[Start QUOTED PASSAGE]

Saturday, 15 August 2015

Labour Leadership

Quartet of great pretenders

Reading the press and surfing the media you would think that the Labour Party was determined to forsake its founding principles. Yet these are the very values that are probably attractive to the majority of the 76% of the population who did not vote conservative at the general election. The growing influence of social media means that there are far more organisations and movements that occupy the progressive ground and the Labour Party no longer has a monopoly of being the only viable alternative to the conservatives. Indeed by endorsing the neo-liberal economics introduced by Thatcher and centralising or privatising many public services New Labour was seen by many natural supporters as having crossed the rubicon from being the champion of social justice and public service excellence.

Contrary to what the press, some of the candidates, some former Labour ministers and prime ministers are saying, there is a mood in the country that is positively inclined towards what were traditional Labour traits. These would include rail nationalisation, building more social housing, improving social care, safeguarding benefits for the most disadvantaged, more and better vocational education and no more hiving off of schools, health and infrastructure to the private sector.

[End QUOTED PASSAGE]
[Start DATA FOR THIS TASK]

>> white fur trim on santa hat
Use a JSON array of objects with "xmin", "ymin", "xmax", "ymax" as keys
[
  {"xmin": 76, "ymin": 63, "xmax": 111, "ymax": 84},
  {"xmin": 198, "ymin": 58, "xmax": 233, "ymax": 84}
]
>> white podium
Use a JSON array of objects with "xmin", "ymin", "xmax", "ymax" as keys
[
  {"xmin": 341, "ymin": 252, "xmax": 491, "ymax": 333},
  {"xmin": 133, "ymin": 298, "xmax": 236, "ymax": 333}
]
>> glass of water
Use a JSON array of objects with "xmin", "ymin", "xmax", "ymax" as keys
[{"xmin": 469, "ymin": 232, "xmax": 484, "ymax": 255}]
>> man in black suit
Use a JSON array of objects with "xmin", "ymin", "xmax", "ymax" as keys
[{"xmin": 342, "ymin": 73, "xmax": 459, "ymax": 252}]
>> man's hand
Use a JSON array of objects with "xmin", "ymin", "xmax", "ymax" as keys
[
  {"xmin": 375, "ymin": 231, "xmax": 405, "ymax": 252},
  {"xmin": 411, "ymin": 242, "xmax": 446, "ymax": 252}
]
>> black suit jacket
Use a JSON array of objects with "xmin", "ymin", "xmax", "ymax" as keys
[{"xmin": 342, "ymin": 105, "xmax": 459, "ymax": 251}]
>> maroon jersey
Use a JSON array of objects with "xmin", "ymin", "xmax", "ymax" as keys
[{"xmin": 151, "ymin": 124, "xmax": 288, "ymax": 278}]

[End DATA FOR THIS TASK]

* TASK INSTRUCTIONS:
1. Copy the passage of the Labour leadership post word for word, starting with "Contrary to what" and going on through "the private sector.".
2. Scale the box coordinates in the listing by 0.45, rounding each result to a whole number with halves rounded up. Repeat every line of the listing, requests included, with the scaled coordinates in place of the original ones.

* SOLUTIONS FOR EACH TASK:
1.
Contrary to what the press, some of the candidates, some former Labour ministers and prime ministers are saying, there is a mood in the country that is positively inclined towards what were traditional Labour traits. These would include rail nationalisation, building more social housing, improving social care, safeguarding benefits for the most disadvantaged, more and better vocational education and no more hiving off of schools, health and infrastructure to the private sector.

2.
>> white fur trim on santa hat
Use a JSON array of objects with "xmin", "ymin", "xmax", "ymax" as keys
[
  {"xmin": 34, "ymin": 28, "xmax": 50, "ymax": 38},
  {"xmin": 89, "ymin": 26, "xmax": 105, "ymax": 38}
]
>> white podium
Use a JSON array of objects with "xmin", "ymin", "xmax", "ymax" as keys
[
  {"xmin": 153, "ymin": 113, "xmax": 221, "ymax": 150},
  {"xmin": 60, "ymin": 134, "xmax": 106, "ymax": 150}
]
>> glass of water
Use a JSON array of objects with "xmin", "ymin", "xmax", "ymax" as keys
[{"xmin": 211, "ymin": 104, "xmax": 218, "ymax": 115}]
>> man in black suit
Use a JSON array of objects with "xmin", "ymin", "xmax", "ymax" as keys
[{"xmin": 154, "ymin": 33, "xmax": 207, "ymax": 113}]
>> man's hand
Use a JSON array of objects with "xmin", "ymin", "xmax", "ymax" as keys
[
  {"xmin": 169, "ymin": 104, "xmax": 182, "ymax": 113},
  {"xmin": 185, "ymin": 109, "xmax": 201, "ymax": 113}
]
>> black suit jacket
Use a JSON array of objects with "xmin", "ymin", "xmax", "ymax" as keys
[{"xmin": 154, "ymin": 47, "xmax": 207, "ymax": 113}]
>> maroon jersey
Use a JSON array of objects with "xmin", "ymin", "xmax", "ymax" as keys
[{"xmin": 68, "ymin": 56, "xmax": 130, "ymax": 125}]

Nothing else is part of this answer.